■ What you have to do ■
Render every line of the items below as a numbered list, omitting blank lines and leaving out the pictures.

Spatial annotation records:
++++++++++++++++++++

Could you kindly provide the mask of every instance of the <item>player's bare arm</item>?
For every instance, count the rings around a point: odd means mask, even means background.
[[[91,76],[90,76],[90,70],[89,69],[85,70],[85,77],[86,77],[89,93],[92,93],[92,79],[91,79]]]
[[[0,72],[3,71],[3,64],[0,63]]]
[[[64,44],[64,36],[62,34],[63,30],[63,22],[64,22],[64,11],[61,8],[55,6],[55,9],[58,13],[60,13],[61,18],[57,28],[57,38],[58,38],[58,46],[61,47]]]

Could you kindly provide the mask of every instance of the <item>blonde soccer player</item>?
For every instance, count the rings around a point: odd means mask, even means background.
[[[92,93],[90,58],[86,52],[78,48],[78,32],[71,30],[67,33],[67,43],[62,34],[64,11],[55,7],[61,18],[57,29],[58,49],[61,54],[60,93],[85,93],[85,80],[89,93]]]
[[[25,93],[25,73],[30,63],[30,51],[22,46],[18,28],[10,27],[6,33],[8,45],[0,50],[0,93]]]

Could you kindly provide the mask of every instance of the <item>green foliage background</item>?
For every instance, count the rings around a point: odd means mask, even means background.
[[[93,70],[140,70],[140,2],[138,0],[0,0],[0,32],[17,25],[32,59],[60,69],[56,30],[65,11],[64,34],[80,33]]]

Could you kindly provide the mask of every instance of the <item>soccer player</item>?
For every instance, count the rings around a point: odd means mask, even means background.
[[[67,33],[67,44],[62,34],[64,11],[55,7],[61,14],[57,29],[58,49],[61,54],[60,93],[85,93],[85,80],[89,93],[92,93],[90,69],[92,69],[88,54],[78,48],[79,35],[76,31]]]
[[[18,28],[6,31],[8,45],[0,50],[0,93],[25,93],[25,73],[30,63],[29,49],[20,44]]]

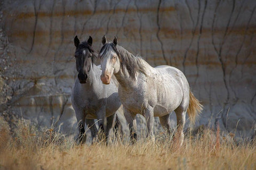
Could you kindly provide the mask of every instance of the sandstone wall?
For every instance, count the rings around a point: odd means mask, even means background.
[[[73,39],[106,35],[153,66],[182,70],[205,108],[197,125],[245,137],[256,120],[255,1],[3,1],[1,111],[74,132]],[[7,111],[8,110],[8,112]],[[175,116],[172,116],[172,118]]]

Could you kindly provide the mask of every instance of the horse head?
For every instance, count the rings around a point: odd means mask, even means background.
[[[99,54],[102,70],[100,78],[102,83],[108,84],[113,74],[116,74],[120,70],[119,53],[116,48],[117,38],[115,36],[113,42],[108,42],[106,36],[104,36],[102,42],[103,46]]]
[[[90,36],[87,41],[80,43],[77,36],[74,39],[76,47],[75,53],[76,70],[78,72],[78,78],[81,83],[85,83],[88,79],[88,74],[91,71],[95,54],[92,47],[92,38]]]

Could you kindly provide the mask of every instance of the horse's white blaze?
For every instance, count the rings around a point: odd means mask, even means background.
[[[106,53],[105,55],[108,57],[101,61],[101,65],[102,66],[101,80],[103,83],[108,84],[110,82],[111,77],[115,69],[115,63],[113,62],[113,57],[116,56],[116,54],[113,50],[103,51],[100,54],[100,56],[105,52]]]

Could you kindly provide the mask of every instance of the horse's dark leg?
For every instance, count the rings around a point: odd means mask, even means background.
[[[114,127],[114,123],[116,121],[116,113],[113,114],[112,115],[107,117],[107,128],[106,129],[106,140],[107,143],[109,142],[109,133],[112,128]]]
[[[86,123],[88,128],[91,131],[91,135],[92,136],[92,143],[93,143],[98,133],[98,129],[96,127],[96,124],[94,119],[85,119],[85,123]]]
[[[171,121],[170,121],[170,114],[166,115],[165,116],[159,117],[159,120],[161,124],[162,127],[164,130],[167,131],[168,133],[168,138],[170,138],[171,135],[171,130],[172,128]]]
[[[123,139],[124,135],[123,126],[120,122],[119,118],[117,116],[117,114],[116,114],[116,121],[114,122],[114,130],[116,138],[117,138],[119,137],[121,139]]]
[[[105,131],[107,129],[107,118],[106,117],[106,107],[102,106],[97,113],[99,123],[98,140],[106,141]]]
[[[106,133],[104,130],[103,125],[102,123],[99,124],[99,132],[98,133],[98,138],[99,142],[106,141]]]
[[[84,144],[86,141],[86,135],[85,134],[85,130],[84,125],[82,123],[79,124],[79,137],[78,142],[78,143]]]
[[[136,115],[131,113],[124,107],[123,109],[124,116],[129,126],[130,140],[134,144],[137,141]]]
[[[149,105],[144,110],[147,123],[147,137],[150,141],[155,141],[154,135],[154,108]]]

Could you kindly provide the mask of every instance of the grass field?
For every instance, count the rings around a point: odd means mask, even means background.
[[[0,118],[0,169],[256,169],[255,141],[237,144],[209,129],[187,134],[181,147],[159,137],[133,145],[116,139],[77,146],[52,129],[22,122],[11,133]]]

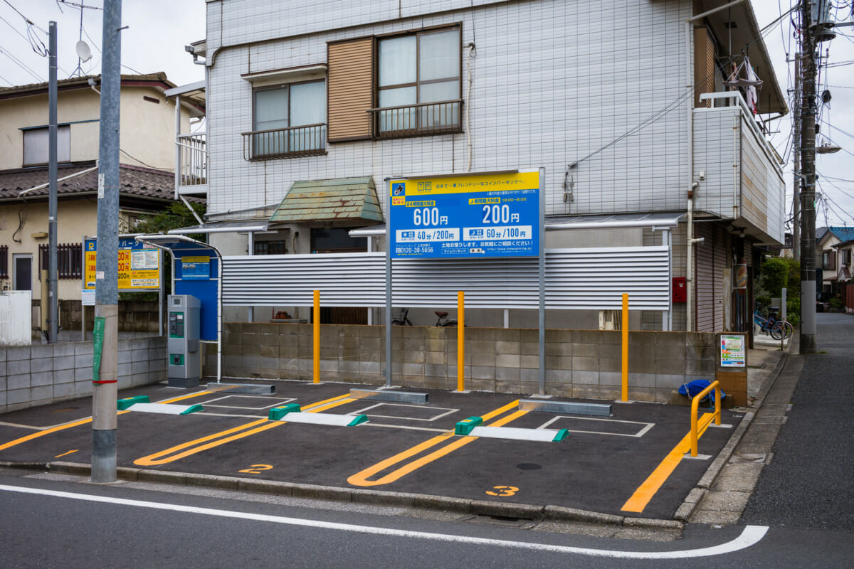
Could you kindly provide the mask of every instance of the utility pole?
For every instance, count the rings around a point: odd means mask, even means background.
[[[48,25],[48,343],[56,343],[56,22]],[[44,306],[44,305],[42,305]]]
[[[812,0],[801,3],[800,353],[816,353],[816,28]]]
[[[794,179],[792,185],[792,253],[796,261],[800,261],[800,53],[795,55],[795,96],[794,118],[792,121],[794,126],[793,135],[792,158],[794,161]]]
[[[121,0],[105,0],[98,143],[98,235],[92,363],[92,482],[116,479],[119,343],[119,100]]]

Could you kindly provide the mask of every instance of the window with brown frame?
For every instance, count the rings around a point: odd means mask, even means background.
[[[62,279],[79,279],[82,276],[81,266],[83,253],[79,243],[59,243],[56,246],[56,277]],[[50,263],[50,247],[48,245],[38,246],[38,278],[42,278],[42,270],[47,270]]]
[[[836,269],[835,251],[825,251],[822,253],[822,268],[826,270]]]
[[[0,280],[9,278],[9,246],[0,245]]]
[[[841,249],[839,251],[841,253],[839,262],[842,264],[851,264],[851,249]]]
[[[252,92],[252,131],[243,133],[247,160],[326,153],[326,82],[305,81]]]
[[[42,165],[48,163],[49,131],[47,126],[24,129],[24,166]],[[71,126],[56,127],[56,161],[60,164],[71,161]]]
[[[461,130],[460,53],[459,26],[378,39],[377,137]]]
[[[253,249],[256,255],[284,255],[288,253],[284,241],[254,241]]]

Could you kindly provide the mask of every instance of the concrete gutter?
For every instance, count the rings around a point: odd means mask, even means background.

++++++++++++++++++++

■ Solution to the problem ■
1. Could you kindly provide the mask of every instance of the <item>player's bare arm</item>?
2. For every instance, count the rings around a point: odd means mask, even means background.
3. [[[91,76],[90,76],[90,70],[89,69],[85,70],[85,77],[86,77],[89,93],[92,93],[92,79],[91,79]]]
4. [[[0,72],[3,71],[3,64],[0,63]]]
5. [[[64,44],[64,36],[62,34],[63,30],[63,22],[64,22],[64,11],[61,8],[55,6],[55,9],[58,13],[60,13],[61,18],[57,28],[57,38],[58,38],[58,46],[61,47]]]
6. Could you kindly provide the mask of every instance of the <item>blonde soccer player</item>?
7. For every instance, count the rings around a point: odd means mask, even means background.
8. [[[92,93],[90,58],[86,52],[78,48],[78,32],[71,30],[67,33],[67,43],[62,34],[64,11],[55,7],[61,18],[57,29],[58,49],[61,54],[60,93],[85,93],[85,80],[89,93]]]
9. [[[25,93],[25,73],[30,63],[30,51],[22,46],[18,28],[10,27],[6,33],[8,45],[0,50],[0,93]]]
10. Could you kindly provide the mask of every instance of the <item>green foliage background</item>?
11. For every instance, count the rings around a point: odd means mask, even means background.
12. [[[93,70],[140,70],[140,2],[138,0],[0,0],[0,32],[17,25],[32,59],[60,69],[56,30],[65,11],[64,34],[80,33]]]
13. Could you kindly provide the mask of every instance of the <item>soccer player</item>?
14. For every instance, count the rings around a point: odd means mask, even means background.
15. [[[67,33],[67,44],[62,34],[64,11],[55,7],[61,14],[57,29],[58,49],[61,54],[60,93],[85,93],[85,80],[89,93],[92,93],[90,69],[92,69],[88,54],[78,48],[79,35],[76,31]]]
16. [[[18,28],[6,31],[8,45],[0,50],[0,93],[25,93],[25,73],[30,63],[29,49],[20,44]]]
17. Could you kindly provide the mask of every instance of the sandstone wall?
18. For every instance, count the rings around a point: odd means mask, even means background.
19. [[[73,39],[106,35],[153,66],[182,70],[205,108],[197,125],[245,137],[256,120],[255,1],[3,1],[1,111],[74,132]],[[7,111],[8,110],[8,112]],[[175,116],[172,116],[172,118]]]
20. Could you kindly provide the mask of every instance of the horse head?
21. For every instance, count the rings around a point: odd means mask, even means background.
22. [[[99,54],[102,70],[100,78],[102,83],[108,84],[113,74],[116,74],[120,70],[119,53],[116,48],[117,38],[115,36],[113,42],[108,42],[106,36],[104,36],[102,42],[103,46]]]
23. [[[90,36],[87,41],[80,43],[77,36],[74,39],[76,47],[75,53],[76,70],[78,72],[78,78],[81,83],[85,83],[88,79],[88,74],[91,71],[95,54],[92,47],[92,38]]]
24. Could you kindly provide the mask of every instance of the horse's white blaze?
25. For every instance, count the rings around a point: odd means mask, even means background.
26. [[[106,53],[105,55],[108,57],[101,61],[101,65],[102,66],[101,80],[103,83],[108,84],[110,82],[111,77],[115,69],[115,63],[113,62],[113,57],[116,56],[116,54],[113,50],[103,51],[100,54],[100,56],[105,52]]]
27. Could you kindly provide the mask of every instance of the horse's dark leg?
28. For every instance, count the rings around a point: odd means mask, even means background.
29. [[[114,127],[114,123],[116,121],[116,113],[113,114],[112,115],[107,117],[107,128],[106,129],[106,140],[107,143],[109,142],[109,133],[112,128]]]
30. [[[86,123],[88,128],[91,131],[91,135],[92,136],[92,143],[93,143],[98,133],[98,129],[96,127],[96,124],[94,119],[85,119],[85,123]]]
31. [[[171,121],[170,121],[170,114],[166,115],[165,116],[159,117],[159,120],[161,124],[162,127],[164,130],[167,131],[168,133],[168,138],[170,138],[171,135],[171,130],[172,128]]]
32. [[[123,139],[124,135],[123,126],[120,122],[119,118],[117,116],[117,114],[116,114],[116,121],[114,122],[114,130],[116,138],[117,138],[119,137],[121,139]]]
33. [[[105,131],[107,129],[107,118],[106,117],[106,107],[102,106],[97,113],[99,123],[98,140],[106,141]]]
34. [[[106,133],[104,130],[103,125],[102,123],[99,124],[99,132],[98,133],[98,138],[99,142],[106,141]]]
35. [[[84,144],[86,141],[86,135],[85,134],[85,130],[84,125],[82,123],[79,124],[79,137],[78,142],[78,143]]]
36. [[[136,115],[131,113],[124,107],[123,109],[124,116],[129,126],[130,140],[134,144],[137,141]]]
37. [[[149,105],[144,110],[147,123],[147,137],[150,141],[155,141],[154,135],[154,108]]]
38. Could you kindly provide the mask of every instance of the grass field?
39. For every instance, count the rings around a point: odd means mask, even means background.
40. [[[0,118],[0,169],[256,169],[255,141],[237,144],[209,129],[187,134],[181,147],[159,137],[133,145],[116,139],[77,146],[52,129],[22,122],[11,133]]]
41. Could you kindly provide the mask of every instance of the utility pole?
42. For every instance, count the rings around a point: odd means mask, even means background.
43. [[[48,25],[48,343],[56,343],[56,22]],[[44,306],[44,305],[42,305]]]
44. [[[812,0],[801,3],[800,353],[816,353],[816,28]]]
45. [[[794,179],[792,185],[792,253],[796,261],[800,261],[800,53],[795,55],[795,96],[794,118],[792,121],[794,126],[793,135],[792,158],[794,161]]]
46. [[[121,0],[105,0],[98,143],[98,235],[92,363],[92,482],[116,479],[119,343],[119,100]]]
47. Could you kindly provide the mask of every instance of the window with brown frame?
48. For every instance, count the rings around a point: odd means mask, even means background.
49. [[[62,279],[79,279],[82,276],[81,266],[83,253],[79,243],[59,243],[56,246],[56,277]],[[50,263],[50,247],[48,245],[38,246],[38,278],[42,278],[42,270],[47,270]]]
50. [[[836,269],[835,251],[825,251],[822,253],[822,268],[826,270]]]
51. [[[0,280],[9,278],[9,246],[0,245]]]
52. [[[841,249],[839,251],[841,253],[839,262],[842,264],[851,264],[851,249]]]
53. [[[252,92],[252,131],[243,133],[247,160],[326,153],[326,82],[305,81]]]
54. [[[42,165],[48,163],[49,131],[47,126],[24,129],[24,166]],[[71,126],[56,127],[56,161],[60,164],[71,161]]]
55. [[[461,130],[460,53],[459,26],[378,39],[377,137]]]
56. [[[253,249],[256,255],[284,255],[288,253],[284,241],[254,241]]]
57. Could you kindly provide the mask of every instance of the concrete gutter?
58. For every instance, count the rings around a point: odd means mask, even means background.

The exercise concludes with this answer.